Data listing:
----
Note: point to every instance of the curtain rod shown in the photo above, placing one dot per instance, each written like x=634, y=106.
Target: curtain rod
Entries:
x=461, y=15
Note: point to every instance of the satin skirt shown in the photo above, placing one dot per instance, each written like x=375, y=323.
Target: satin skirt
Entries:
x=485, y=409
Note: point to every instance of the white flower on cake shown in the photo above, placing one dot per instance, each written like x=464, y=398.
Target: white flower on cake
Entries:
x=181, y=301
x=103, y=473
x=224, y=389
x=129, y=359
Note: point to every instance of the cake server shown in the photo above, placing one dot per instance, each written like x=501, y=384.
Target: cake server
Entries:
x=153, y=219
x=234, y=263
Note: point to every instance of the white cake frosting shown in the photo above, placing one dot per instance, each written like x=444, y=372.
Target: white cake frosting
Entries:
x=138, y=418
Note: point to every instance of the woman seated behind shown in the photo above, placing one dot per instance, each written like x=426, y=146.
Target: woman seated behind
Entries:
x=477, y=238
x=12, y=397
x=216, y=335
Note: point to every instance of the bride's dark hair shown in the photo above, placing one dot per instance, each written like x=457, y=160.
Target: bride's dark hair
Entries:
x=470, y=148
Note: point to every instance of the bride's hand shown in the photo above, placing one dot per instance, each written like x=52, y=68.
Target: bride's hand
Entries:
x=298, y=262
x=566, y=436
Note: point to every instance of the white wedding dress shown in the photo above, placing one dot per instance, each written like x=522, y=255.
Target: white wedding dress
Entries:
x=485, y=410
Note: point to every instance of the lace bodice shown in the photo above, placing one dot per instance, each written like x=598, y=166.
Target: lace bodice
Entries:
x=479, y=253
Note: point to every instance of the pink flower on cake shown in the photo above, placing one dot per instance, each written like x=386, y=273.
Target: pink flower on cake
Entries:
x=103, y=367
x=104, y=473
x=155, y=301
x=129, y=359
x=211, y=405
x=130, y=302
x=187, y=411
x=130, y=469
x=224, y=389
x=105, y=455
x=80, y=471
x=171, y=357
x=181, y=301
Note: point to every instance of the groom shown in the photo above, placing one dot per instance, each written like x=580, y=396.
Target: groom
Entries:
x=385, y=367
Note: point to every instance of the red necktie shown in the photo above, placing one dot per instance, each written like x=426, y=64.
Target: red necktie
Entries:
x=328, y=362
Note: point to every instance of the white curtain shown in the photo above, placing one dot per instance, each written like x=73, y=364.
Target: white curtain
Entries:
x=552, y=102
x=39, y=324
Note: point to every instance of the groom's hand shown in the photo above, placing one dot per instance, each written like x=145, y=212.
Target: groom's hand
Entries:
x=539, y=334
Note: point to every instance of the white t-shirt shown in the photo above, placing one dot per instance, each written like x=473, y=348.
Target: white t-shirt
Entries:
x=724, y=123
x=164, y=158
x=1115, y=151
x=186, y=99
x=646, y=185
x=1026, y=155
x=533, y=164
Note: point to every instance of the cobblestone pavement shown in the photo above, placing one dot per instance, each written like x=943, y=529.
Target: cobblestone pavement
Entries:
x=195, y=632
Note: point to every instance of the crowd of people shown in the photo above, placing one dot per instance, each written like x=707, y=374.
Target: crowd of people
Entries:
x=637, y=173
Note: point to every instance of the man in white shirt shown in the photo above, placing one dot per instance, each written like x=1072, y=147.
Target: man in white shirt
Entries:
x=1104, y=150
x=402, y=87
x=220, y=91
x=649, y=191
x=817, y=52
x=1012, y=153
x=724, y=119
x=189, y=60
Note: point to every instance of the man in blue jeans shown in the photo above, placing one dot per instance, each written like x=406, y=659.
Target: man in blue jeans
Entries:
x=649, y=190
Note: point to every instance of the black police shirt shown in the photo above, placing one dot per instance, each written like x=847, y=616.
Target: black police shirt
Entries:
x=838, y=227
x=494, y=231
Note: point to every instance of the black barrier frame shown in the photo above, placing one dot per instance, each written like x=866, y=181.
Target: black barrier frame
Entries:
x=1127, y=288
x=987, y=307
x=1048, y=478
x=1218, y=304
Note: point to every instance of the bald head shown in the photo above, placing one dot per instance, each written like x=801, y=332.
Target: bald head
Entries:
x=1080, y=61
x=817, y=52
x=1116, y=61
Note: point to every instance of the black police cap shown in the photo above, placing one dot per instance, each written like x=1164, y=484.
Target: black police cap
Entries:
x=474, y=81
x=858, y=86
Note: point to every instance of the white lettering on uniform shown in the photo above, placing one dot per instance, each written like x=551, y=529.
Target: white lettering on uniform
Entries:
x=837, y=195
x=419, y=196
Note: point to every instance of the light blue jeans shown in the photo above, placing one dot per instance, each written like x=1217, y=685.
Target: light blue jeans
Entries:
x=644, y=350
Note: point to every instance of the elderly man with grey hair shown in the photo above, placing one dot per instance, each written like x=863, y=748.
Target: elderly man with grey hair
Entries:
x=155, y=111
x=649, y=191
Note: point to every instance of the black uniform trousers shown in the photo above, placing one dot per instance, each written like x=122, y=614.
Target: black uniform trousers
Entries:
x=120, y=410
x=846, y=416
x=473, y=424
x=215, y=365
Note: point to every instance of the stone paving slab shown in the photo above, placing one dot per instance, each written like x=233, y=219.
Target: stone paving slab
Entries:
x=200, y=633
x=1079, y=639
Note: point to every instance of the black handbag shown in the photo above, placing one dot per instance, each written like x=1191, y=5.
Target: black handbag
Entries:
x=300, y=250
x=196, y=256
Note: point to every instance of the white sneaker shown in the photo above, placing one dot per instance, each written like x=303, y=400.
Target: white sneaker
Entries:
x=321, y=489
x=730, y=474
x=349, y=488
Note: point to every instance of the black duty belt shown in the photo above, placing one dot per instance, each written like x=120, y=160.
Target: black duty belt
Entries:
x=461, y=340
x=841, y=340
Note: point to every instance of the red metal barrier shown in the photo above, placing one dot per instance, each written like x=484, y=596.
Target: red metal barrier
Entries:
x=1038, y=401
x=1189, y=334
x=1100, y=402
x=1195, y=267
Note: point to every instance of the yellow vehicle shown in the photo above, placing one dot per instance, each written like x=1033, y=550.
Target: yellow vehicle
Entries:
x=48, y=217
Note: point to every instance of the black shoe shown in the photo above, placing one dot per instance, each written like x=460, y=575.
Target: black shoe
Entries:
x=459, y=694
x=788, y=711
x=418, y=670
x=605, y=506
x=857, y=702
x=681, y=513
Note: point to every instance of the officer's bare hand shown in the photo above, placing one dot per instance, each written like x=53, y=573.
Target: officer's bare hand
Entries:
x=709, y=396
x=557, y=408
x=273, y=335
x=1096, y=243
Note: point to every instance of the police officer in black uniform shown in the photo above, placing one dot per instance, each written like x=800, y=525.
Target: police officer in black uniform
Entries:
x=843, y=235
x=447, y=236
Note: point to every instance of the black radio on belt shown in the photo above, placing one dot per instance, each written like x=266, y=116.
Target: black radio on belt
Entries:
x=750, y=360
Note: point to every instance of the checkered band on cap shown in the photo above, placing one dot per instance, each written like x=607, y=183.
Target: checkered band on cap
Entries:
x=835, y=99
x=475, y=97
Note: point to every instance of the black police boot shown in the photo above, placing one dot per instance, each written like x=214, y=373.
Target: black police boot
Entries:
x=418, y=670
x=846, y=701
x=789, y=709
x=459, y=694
----
Duplicate every line of the listing above without any changes.

Note: point to every instance of the curtain rod shown in the photo above, placing one dot per instance, each written like x=634, y=106.
Target: curtain rod
Entries:
x=461, y=15
Note: point to every instance of the satin skirt shown in the photo above, placing one dot per instance, each written like x=375, y=323.
Target: satin skirt
Entries:
x=485, y=409
Note: point to every instance of the white flower on cake shown in the photo above, placing one dot per instance, each written like x=464, y=398.
Target: white flower on cake
Entries:
x=181, y=301
x=103, y=473
x=224, y=389
x=129, y=359
Note: point to every instance of the cake server shown in the photo above, placing one dot per instance, each written like x=501, y=384.
Target: cake server
Entries:
x=153, y=219
x=234, y=263
Note: point to every instance of the white cake frosting shown in the photo above, placing one dot per instance, each written like x=444, y=372.
Target: white cake frosting
Entries:
x=138, y=418
Note: point to every instance of the woman seated behind shown in the photo above, placing one dot per instance, each written like x=426, y=146.
Target: woman seated behind
Entries:
x=477, y=238
x=12, y=397
x=216, y=335
Note: point to every instance of the bride's dark hair shown in the photo above, placing one dot per instance, each written like x=457, y=160.
Target: bride's dark hair
Entries:
x=470, y=148
Note: point to every instance of the bride's hand shown in the photo above, placing one dot per instance, each written like x=52, y=68.
Target: bride's hand
Entries:
x=298, y=262
x=566, y=436
Note: point to every instance of the white wedding dress shown in the photo above, placing one dot per instance, each written like x=522, y=255.
Target: white wedding dress
Entries:
x=485, y=410
Note: point to every instance of the lace bodice shown in the photo above, placing one dot per instance, each written like x=598, y=166.
Target: lace bodice
Entries:
x=479, y=253
Note: point to every instance of the pink flower on cake shown in the photo above, placing one dot per instance, each written like x=386, y=273.
Target: pink flower on cake
Entries:
x=103, y=367
x=104, y=473
x=155, y=301
x=129, y=359
x=211, y=405
x=130, y=302
x=187, y=411
x=130, y=469
x=224, y=389
x=105, y=455
x=80, y=471
x=171, y=357
x=181, y=301
Note: point to every instance of the groom shown in the photo above, placing one dot per instance, each written like x=580, y=396.
Target: groom
Entries:
x=385, y=367
Note: point to every instance of the red necktie shown in the photo above, placing one dot per instance, each written like x=426, y=64.
Target: red necktie
Entries:
x=328, y=362
Note: point to every instance of the white curtain shown in the photo above, placing one dot per instance, each written like x=73, y=364.
Target: white curtain
Entries:
x=552, y=102
x=39, y=324
Note: point to every instance of the groom's hand shown in the photo above, placing one dot per instance, each written like x=145, y=212.
Target: groom's hand
Entries:
x=539, y=334
Note: point to every instance of the white t-shirt shown in the photo above, placing one dot per instance, each written like x=473, y=348.
Target: white t-shirt
Entries:
x=724, y=123
x=164, y=158
x=1115, y=151
x=186, y=99
x=646, y=185
x=1026, y=155
x=533, y=164
Note: point to every instance of the cobblestone pavement shown in the photo above, placing one dot per instance, each written like x=943, y=529.
Target: cobblestone pavement
Entries:
x=195, y=632
Note: point to every instance of the crowd of people shown in the photo above, placing one dot per instance, each written like x=707, y=374.
Target: crowd of people
Entries:
x=637, y=173
Note: point to every instance of the man in white shirt shown in the photo above, placing one dot per instance, each written like x=1072, y=147.
Target: man in white shirt
Entries:
x=1104, y=150
x=402, y=87
x=220, y=91
x=649, y=191
x=817, y=52
x=1012, y=153
x=724, y=119
x=189, y=60
Note: point to every instance of the man in blue jeans shown in the photo above, placing one dot per instance, each written like x=406, y=659.
Target: man in blue jeans
Entries:
x=649, y=190
Note: point to every instance of the black police shirt shown in the photo above, placing one dot per instance, each written like x=847, y=616.
Target: black police shirt
Entries:
x=838, y=227
x=494, y=231
Note: point to every instance of the black barrier frame shown in the photo above, placing one dot per instance, each written like x=866, y=181.
Target: black barrier frame
Entries:
x=1127, y=288
x=987, y=307
x=1048, y=478
x=1218, y=304
Note: point to every instance of the bald head shown in the photo above, placing one dot per instance, each written like x=801, y=332.
Target: bald head
Entries:
x=1080, y=61
x=817, y=52
x=1116, y=61
Note: point to every instance of the black police cap shown in the photo above, placing one dot per instance, each written like x=1164, y=484.
Target: black police cap
Entries:
x=474, y=81
x=858, y=86
Note: point to every instance of the white lettering on uniform shown in the photo above, placing one dot per instance, each written like x=551, y=529.
Target: white lettering on uniform
Entries:
x=837, y=195
x=419, y=196
Note: point to every instance of the light blue jeans shown in the photo above, placing one dot per instance, each written like x=1217, y=685.
Target: light blue jeans
Entries:
x=644, y=350
Note: point to every instance of the elderly man with grey hair shown in the photo above, placing one dot per instance, each written like x=863, y=748.
Target: elderly man with grey hair
Entries:
x=155, y=111
x=649, y=191
Note: point to every instance of the black uniform trousers shown in the photo above, placing one dot per instance, each written like x=122, y=614.
Target: black uniform trousers
Entries:
x=120, y=410
x=846, y=416
x=473, y=424
x=215, y=365
Note: point to every instance of the stone paving slab shown in the photo above, placing one dot per instance, each written like x=233, y=219.
Target: stone paving slab
Entries:
x=200, y=633
x=1079, y=639
Note: point to every instance of the black handbag shown in the photo above, placing one dot per instance, each written like x=1191, y=5.
Target: black handbag
Entries:
x=300, y=250
x=196, y=256
Note: point to every instance of the white sneaker shown in the photo above, placing one dot per instance, each written like x=303, y=400.
Target: white sneaker
Entries:
x=321, y=489
x=730, y=474
x=349, y=488
Note: point to every instance of the black duty belt shown in the photo above, placing one dot per instance, each written like x=120, y=160.
Target: black duty belt
Entries:
x=461, y=340
x=841, y=340
Note: point to every instance of the red metal barrier shown in the photo above, placing one dot per instance, each written like x=484, y=596.
Target: red metal barrier
Entries:
x=1038, y=401
x=1189, y=334
x=1100, y=402
x=1195, y=267
Note: point to every instance of the yellow vehicle shown in the photo above, placing one dot per instance, each written like x=1033, y=550.
Target: yellow vehicle
Entries:
x=48, y=217
Note: point to every instance of the black shoe shown in the photo above, placing one dot per instance, each written like x=460, y=575.
Target: black shoe
Entries:
x=459, y=694
x=788, y=711
x=418, y=670
x=605, y=506
x=857, y=702
x=681, y=513
Note: point to every instance of the officer's bare hand shown in the photo above, placing one dot per instance, each written like x=53, y=573.
Target: officer's bare hand
Entries:
x=709, y=396
x=557, y=408
x=273, y=335
x=1096, y=243
Note: point to every instance of the police officer in black uniform shown in the photo above, placing one dot per instance, each written like x=800, y=525.
Target: police officer in black uniform
Entries:
x=843, y=235
x=447, y=236
Note: point to every instance of the black radio on belt shown in the photo above, placing one dot per instance, each written like x=266, y=116.
Target: black radio on belt
Entries:
x=750, y=360
Note: point to every instance of the checkered band on cap shown in the photo above, placing one dot per instance, each written like x=607, y=183.
Target: checkered band on cap
Entries:
x=835, y=99
x=475, y=97
Note: point to every instance of the black police boot shown in the photo above, placing one dot per instance, each written like x=214, y=373.
Target: black police boot
Entries:
x=418, y=670
x=846, y=701
x=789, y=709
x=459, y=694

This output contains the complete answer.